What’s the difference between Parmesan cheese and Parmigiano-Reggiano?

When cooking pasta, you’ve likely noticed some recipes call for Parmigiano-Reggiano while others call for Parmesan, but what really is the difference between these two tasty cheeses?

If a creamy, dreamy fettuccine Alfredo ingredient list specifies Parmigiano-Reggiano, is it OK to dump in a cup of shelf-stable, grated Parmesan from a plastic container? Will the dish’s final flavor be any different? With many of us spending more time in the kitchen than usual, rolling out our own pasta and pizzas to be topped with this Italian staple, TODAY Food turned to an expert to get some cheesy answers.

Chef Anthony Contrino, food stylist and host of TODAY digital series, “Saucy,”knows his Italian food — especially Parmigiano-Reggiano.

“Parmigiano-Reggiano is arguably one of the most famous cheeses in the world!” Contrino told TODAY. “True PR is produced in select provinces that lie within Italy’s food hub, Emilia Romagna.”

Emilia Romagna is home to several of the world’s most popular Italian foods and delicacies, from cured meats like prosciutto and mortadella to Modena’s rich and sweet balsamic vinegar. Authentic Parmigiano-Reggiano can only come from this specific region. To protect its reputation against other types of Parmesan not from Emilia Romagna, Parmigiano-Reggiano’s authenticity is actually protected by its own consortium, the Parmigiano Reggiano Consorzio, which ensures that every wheel of cheese produced there is stamped with a classic pin-dot mark on the rind with the words “Parmigiano-Reggiano.” According to Contrino, this cheese is one of the most strictly monitored foods in the world.

Companies that print this stamp on their products without the Consorzio’s authentic certification can be subject to lawsuits. Most recently, a spokesperson from the Consorzio told TODAY, the Campbell Soup Company “agreed to remove the Consorzio’s certification marks from the labels of its ‘Prego’ line of products,” after using them on products containing the copycat Parmesan.

Giada's Campanelle with Fresh Puttanesca Sauce

Nathan Congleton / TODAY

“Everything is monitored — from the feed to the color and thickness of the rind to how it can be packaged. Anything having to do with the production of the cheese takes place in this Italian ‘holy land,’ from the fodder that the cattle graze to the stamping (of) the cheese with its insignia,” Contrino explained. “It’s this land itself that is the heart of PR’s distinct flavor and texture, and the properties of the fields where this fodder (cattle feed) is grown is unique to this region of the world. The land provides it all.”
|---|
Study questions:
A – In the Parmigiano-Reggiano article, which organization protects the cheese's authenticity?
B – Continue the Parmigiano-Reggiano article after its last paragraph.
The entries come from a separate source.
|---|
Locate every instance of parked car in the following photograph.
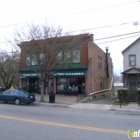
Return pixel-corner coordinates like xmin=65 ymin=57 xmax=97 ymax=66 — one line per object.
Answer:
xmin=0 ymin=89 xmax=36 ymax=105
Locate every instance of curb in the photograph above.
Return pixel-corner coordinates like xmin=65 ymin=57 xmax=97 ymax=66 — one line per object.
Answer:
xmin=36 ymin=101 xmax=69 ymax=107
xmin=114 ymin=109 xmax=140 ymax=115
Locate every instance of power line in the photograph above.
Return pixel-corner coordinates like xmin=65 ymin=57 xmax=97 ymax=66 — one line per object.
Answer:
xmin=0 ymin=21 xmax=140 ymax=44
xmin=0 ymin=1 xmax=139 ymax=28
xmin=95 ymin=31 xmax=140 ymax=41
xmin=97 ymin=34 xmax=140 ymax=44
xmin=0 ymin=32 xmax=140 ymax=44
xmin=74 ymin=0 xmax=139 ymax=10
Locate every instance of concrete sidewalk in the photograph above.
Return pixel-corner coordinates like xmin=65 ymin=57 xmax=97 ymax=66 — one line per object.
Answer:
xmin=35 ymin=94 xmax=77 ymax=106
xmin=36 ymin=94 xmax=140 ymax=115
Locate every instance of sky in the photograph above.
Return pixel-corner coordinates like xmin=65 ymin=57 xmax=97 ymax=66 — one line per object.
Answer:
xmin=0 ymin=0 xmax=140 ymax=75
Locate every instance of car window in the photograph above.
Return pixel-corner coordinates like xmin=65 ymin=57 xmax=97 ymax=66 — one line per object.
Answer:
xmin=3 ymin=90 xmax=10 ymax=95
xmin=10 ymin=90 xmax=16 ymax=94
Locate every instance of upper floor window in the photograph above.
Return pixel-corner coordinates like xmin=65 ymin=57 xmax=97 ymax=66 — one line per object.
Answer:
xmin=26 ymin=56 xmax=31 ymax=66
xmin=98 ymin=56 xmax=102 ymax=68
xmin=73 ymin=50 xmax=80 ymax=63
xmin=57 ymin=52 xmax=63 ymax=63
xmin=64 ymin=52 xmax=71 ymax=63
xmin=129 ymin=54 xmax=136 ymax=66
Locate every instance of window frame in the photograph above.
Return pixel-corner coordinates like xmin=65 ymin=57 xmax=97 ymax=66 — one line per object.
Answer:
xmin=129 ymin=54 xmax=136 ymax=67
xmin=72 ymin=50 xmax=81 ymax=63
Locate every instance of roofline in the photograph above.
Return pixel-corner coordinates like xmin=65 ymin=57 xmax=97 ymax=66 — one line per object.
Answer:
xmin=122 ymin=37 xmax=140 ymax=54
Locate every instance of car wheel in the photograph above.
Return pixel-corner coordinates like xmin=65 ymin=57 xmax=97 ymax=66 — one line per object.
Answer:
xmin=15 ymin=99 xmax=20 ymax=105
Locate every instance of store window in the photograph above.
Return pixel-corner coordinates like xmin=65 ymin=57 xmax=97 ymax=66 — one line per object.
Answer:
xmin=57 ymin=78 xmax=68 ymax=92
xmin=68 ymin=78 xmax=78 ymax=92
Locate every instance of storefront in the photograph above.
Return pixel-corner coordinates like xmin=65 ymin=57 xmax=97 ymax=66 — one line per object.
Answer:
xmin=20 ymin=71 xmax=86 ymax=95
xmin=54 ymin=71 xmax=86 ymax=94
xmin=20 ymin=73 xmax=40 ymax=93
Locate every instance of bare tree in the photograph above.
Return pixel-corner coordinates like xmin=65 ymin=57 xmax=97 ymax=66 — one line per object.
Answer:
xmin=10 ymin=25 xmax=81 ymax=101
xmin=0 ymin=51 xmax=19 ymax=89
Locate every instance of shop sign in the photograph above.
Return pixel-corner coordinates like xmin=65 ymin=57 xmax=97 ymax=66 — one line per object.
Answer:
xmin=54 ymin=72 xmax=86 ymax=76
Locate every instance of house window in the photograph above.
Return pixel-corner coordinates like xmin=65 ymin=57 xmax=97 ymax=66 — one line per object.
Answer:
xmin=98 ymin=56 xmax=102 ymax=68
xmin=39 ymin=53 xmax=45 ymax=65
xmin=129 ymin=54 xmax=136 ymax=66
xmin=73 ymin=50 xmax=80 ymax=63
xmin=57 ymin=52 xmax=62 ymax=63
xmin=31 ymin=55 xmax=37 ymax=65
xmin=64 ymin=52 xmax=71 ymax=63
xmin=26 ymin=56 xmax=31 ymax=66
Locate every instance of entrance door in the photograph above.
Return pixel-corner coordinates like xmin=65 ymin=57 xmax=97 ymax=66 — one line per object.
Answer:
xmin=129 ymin=75 xmax=137 ymax=91
xmin=29 ymin=78 xmax=39 ymax=93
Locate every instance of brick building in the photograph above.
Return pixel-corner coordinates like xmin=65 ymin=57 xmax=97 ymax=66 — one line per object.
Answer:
xmin=19 ymin=34 xmax=113 ymax=96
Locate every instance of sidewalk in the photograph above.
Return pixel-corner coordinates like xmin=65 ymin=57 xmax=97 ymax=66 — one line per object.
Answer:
xmin=36 ymin=94 xmax=140 ymax=115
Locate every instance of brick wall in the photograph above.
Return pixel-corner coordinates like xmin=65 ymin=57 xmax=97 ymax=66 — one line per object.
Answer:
xmin=87 ymin=42 xmax=112 ymax=93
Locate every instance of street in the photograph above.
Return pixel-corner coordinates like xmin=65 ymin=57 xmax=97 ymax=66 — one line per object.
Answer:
xmin=0 ymin=102 xmax=140 ymax=140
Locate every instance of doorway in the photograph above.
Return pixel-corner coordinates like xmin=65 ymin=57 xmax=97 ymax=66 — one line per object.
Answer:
xmin=29 ymin=78 xmax=39 ymax=93
xmin=129 ymin=74 xmax=137 ymax=91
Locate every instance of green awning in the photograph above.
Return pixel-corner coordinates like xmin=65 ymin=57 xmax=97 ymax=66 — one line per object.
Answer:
xmin=54 ymin=71 xmax=86 ymax=77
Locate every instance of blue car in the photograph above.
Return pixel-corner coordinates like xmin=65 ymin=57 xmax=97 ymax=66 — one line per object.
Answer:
xmin=0 ymin=89 xmax=36 ymax=105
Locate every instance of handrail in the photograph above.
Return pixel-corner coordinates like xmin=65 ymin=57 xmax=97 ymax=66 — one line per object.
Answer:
xmin=89 ymin=77 xmax=113 ymax=99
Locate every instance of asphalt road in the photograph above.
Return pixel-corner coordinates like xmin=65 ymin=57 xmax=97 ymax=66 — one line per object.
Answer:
xmin=0 ymin=103 xmax=140 ymax=140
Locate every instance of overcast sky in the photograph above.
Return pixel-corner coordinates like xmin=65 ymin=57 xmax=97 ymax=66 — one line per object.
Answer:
xmin=0 ymin=0 xmax=140 ymax=75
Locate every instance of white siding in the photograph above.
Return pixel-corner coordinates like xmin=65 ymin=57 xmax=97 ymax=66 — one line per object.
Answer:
xmin=123 ymin=40 xmax=140 ymax=71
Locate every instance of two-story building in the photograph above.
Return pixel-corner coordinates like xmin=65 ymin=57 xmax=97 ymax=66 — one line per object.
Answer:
xmin=19 ymin=34 xmax=113 ymax=96
xmin=122 ymin=37 xmax=140 ymax=100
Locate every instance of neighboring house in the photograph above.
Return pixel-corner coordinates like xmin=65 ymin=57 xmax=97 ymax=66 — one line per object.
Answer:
xmin=122 ymin=37 xmax=140 ymax=100
xmin=19 ymin=34 xmax=113 ymax=96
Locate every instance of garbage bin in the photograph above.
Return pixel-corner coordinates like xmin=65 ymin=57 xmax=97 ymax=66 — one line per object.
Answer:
xmin=49 ymin=93 xmax=55 ymax=103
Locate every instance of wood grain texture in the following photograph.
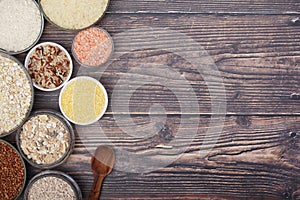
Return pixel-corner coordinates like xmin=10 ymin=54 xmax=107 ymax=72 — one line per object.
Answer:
xmin=5 ymin=0 xmax=300 ymax=200
xmin=108 ymin=0 xmax=300 ymax=14
xmin=15 ymin=14 xmax=300 ymax=115
xmin=4 ymin=115 xmax=300 ymax=199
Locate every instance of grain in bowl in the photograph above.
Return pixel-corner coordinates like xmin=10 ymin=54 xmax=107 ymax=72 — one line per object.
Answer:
xmin=0 ymin=0 xmax=44 ymax=54
xmin=39 ymin=0 xmax=109 ymax=30
xmin=0 ymin=140 xmax=26 ymax=200
xmin=24 ymin=170 xmax=82 ymax=200
xmin=17 ymin=110 xmax=74 ymax=169
xmin=72 ymin=27 xmax=114 ymax=67
xmin=59 ymin=76 xmax=108 ymax=125
xmin=25 ymin=42 xmax=73 ymax=91
xmin=0 ymin=53 xmax=34 ymax=137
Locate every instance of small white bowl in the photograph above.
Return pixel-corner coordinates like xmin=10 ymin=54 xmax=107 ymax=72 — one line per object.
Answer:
xmin=59 ymin=76 xmax=108 ymax=126
xmin=24 ymin=42 xmax=73 ymax=92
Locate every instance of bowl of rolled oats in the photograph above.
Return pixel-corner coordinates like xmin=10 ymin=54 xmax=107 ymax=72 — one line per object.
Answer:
xmin=25 ymin=42 xmax=73 ymax=92
xmin=0 ymin=53 xmax=34 ymax=138
xmin=16 ymin=110 xmax=75 ymax=169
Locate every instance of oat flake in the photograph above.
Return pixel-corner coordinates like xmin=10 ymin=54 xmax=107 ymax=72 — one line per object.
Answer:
xmin=0 ymin=55 xmax=32 ymax=135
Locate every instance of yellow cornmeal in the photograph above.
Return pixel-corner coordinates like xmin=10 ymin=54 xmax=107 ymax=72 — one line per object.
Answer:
xmin=61 ymin=78 xmax=105 ymax=124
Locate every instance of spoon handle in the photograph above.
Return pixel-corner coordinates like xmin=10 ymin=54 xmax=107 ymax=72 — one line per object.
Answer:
xmin=89 ymin=173 xmax=105 ymax=200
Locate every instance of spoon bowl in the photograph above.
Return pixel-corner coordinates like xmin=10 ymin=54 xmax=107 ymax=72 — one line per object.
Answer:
xmin=89 ymin=145 xmax=116 ymax=200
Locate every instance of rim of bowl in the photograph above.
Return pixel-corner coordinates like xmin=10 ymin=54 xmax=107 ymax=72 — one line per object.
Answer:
xmin=0 ymin=139 xmax=27 ymax=199
xmin=0 ymin=0 xmax=45 ymax=55
xmin=59 ymin=76 xmax=108 ymax=126
xmin=71 ymin=26 xmax=115 ymax=68
xmin=24 ymin=170 xmax=82 ymax=200
xmin=0 ymin=52 xmax=34 ymax=138
xmin=24 ymin=42 xmax=73 ymax=92
xmin=16 ymin=110 xmax=75 ymax=169
xmin=38 ymin=0 xmax=110 ymax=31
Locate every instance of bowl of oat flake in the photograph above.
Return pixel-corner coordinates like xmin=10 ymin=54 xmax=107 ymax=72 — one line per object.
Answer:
xmin=0 ymin=53 xmax=34 ymax=137
xmin=25 ymin=42 xmax=73 ymax=92
xmin=24 ymin=170 xmax=82 ymax=200
xmin=16 ymin=110 xmax=74 ymax=169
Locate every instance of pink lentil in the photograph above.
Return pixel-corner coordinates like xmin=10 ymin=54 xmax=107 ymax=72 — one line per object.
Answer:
xmin=72 ymin=27 xmax=113 ymax=67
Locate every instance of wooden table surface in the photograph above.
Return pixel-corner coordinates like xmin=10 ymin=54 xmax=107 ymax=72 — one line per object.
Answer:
xmin=5 ymin=0 xmax=300 ymax=199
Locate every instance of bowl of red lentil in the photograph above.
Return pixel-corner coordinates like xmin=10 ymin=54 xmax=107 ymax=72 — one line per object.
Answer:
xmin=0 ymin=53 xmax=34 ymax=138
xmin=25 ymin=42 xmax=73 ymax=92
xmin=24 ymin=170 xmax=82 ymax=200
xmin=0 ymin=140 xmax=26 ymax=200
xmin=71 ymin=27 xmax=114 ymax=68
xmin=16 ymin=110 xmax=75 ymax=169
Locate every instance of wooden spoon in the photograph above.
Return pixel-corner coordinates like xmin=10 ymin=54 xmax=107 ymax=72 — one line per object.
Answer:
xmin=89 ymin=146 xmax=116 ymax=200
|---|
Outputs in order:
A – The Parmigiano Reggiano Consorzio.

B –
Parmigiano-Reggiano is made solely with raw cow’s milk, rennet (an animal-derived enzyme used to coagulate milk in order to form a thick curd) and salt and does not require (like other Parmesans and cheeses) additives or additional bacteria.

Parmesans are the cheeses modeled after Parmigiano-Reggiano. They can be cultivated anywhere, most commonly in the U.S. and South America. Some contain different ingredients, including microbial-based enzymes, produced by live organisms like fungi, mold or yeast, in place of the rennet, cellulose powder (an anti-caking agent) or potassium sorbate (a food preservative) to keep shelf-stable, pre-grated versions fresh longer. Other, more high-end brands may have the same ingredients — but Contrino swears the taste could never match what you get from Emilia Romagna.

“Just like there are many very good sparkling wines that can’t be labeled as Champagne, you may come across some decent artisan Parmesans out there,” Contrino told TODAY. “While I have come across a few of these Parmesans that have come close in flavor, they are never able to achieve the distinct granular texture that is found in Parmigiano-Reggiano.”

Tagliatelle with Ragu Modenese

Nathan Congl
eton / TODAY

To some, the appeal of pre-grated Parmesan found in the same aisle as dried pasta and sauces may be that it can be stored in the pantry. But, when bought in block form, both Parmesan and Parmigiano-Reggiano stay fresh for a really long time in the fridge. And you can stretch its shelf life even further by using the rind in stews, sauces and pasta dishes.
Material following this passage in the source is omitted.